TASK BRIEF —
Lift out all lines below that contain "tree".

DATA EXCERPTS —
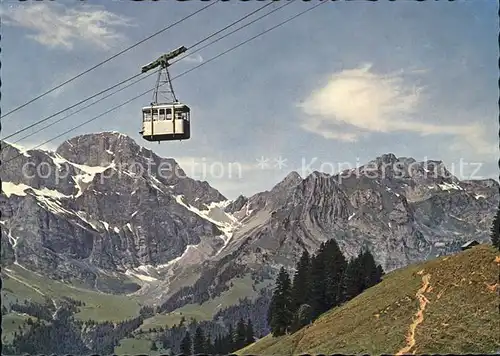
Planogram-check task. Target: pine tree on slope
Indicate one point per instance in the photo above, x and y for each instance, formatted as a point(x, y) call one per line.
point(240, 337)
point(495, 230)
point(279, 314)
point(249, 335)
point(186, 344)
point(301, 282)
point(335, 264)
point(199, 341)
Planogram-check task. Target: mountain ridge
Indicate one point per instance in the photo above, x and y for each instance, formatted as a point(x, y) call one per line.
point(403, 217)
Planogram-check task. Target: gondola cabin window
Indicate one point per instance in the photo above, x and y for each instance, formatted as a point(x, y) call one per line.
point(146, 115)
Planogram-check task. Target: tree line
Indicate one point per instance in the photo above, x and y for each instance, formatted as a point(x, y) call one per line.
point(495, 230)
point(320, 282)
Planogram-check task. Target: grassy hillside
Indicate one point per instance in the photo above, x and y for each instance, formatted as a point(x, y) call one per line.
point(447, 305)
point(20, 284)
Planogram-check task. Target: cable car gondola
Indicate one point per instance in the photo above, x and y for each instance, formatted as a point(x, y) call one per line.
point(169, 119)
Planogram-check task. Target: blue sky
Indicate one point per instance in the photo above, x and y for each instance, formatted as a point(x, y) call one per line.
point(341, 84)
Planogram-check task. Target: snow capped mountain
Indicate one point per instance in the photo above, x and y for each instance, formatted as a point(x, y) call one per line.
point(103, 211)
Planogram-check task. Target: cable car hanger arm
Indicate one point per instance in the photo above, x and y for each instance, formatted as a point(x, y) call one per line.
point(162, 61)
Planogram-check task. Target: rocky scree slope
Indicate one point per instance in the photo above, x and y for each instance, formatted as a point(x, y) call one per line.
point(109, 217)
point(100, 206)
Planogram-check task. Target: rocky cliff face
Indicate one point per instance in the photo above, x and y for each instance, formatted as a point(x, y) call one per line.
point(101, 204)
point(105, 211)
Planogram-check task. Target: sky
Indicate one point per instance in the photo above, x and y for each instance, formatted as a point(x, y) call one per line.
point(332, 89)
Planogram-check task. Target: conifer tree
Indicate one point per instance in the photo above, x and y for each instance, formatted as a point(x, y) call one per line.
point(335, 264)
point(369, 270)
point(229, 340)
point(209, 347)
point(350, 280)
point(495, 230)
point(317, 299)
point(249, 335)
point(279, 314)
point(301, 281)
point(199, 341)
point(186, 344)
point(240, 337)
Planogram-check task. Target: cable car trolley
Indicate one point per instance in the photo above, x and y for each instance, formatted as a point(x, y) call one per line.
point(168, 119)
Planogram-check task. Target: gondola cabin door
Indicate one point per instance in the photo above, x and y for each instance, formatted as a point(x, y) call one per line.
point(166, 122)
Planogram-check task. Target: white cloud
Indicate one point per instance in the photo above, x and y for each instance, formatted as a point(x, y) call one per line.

OUTPUT BELOW —
Planogram-check task. Target: pine tree on slope
Planogram-check task. Target: tree line
Planogram-check task. Target: conifer tree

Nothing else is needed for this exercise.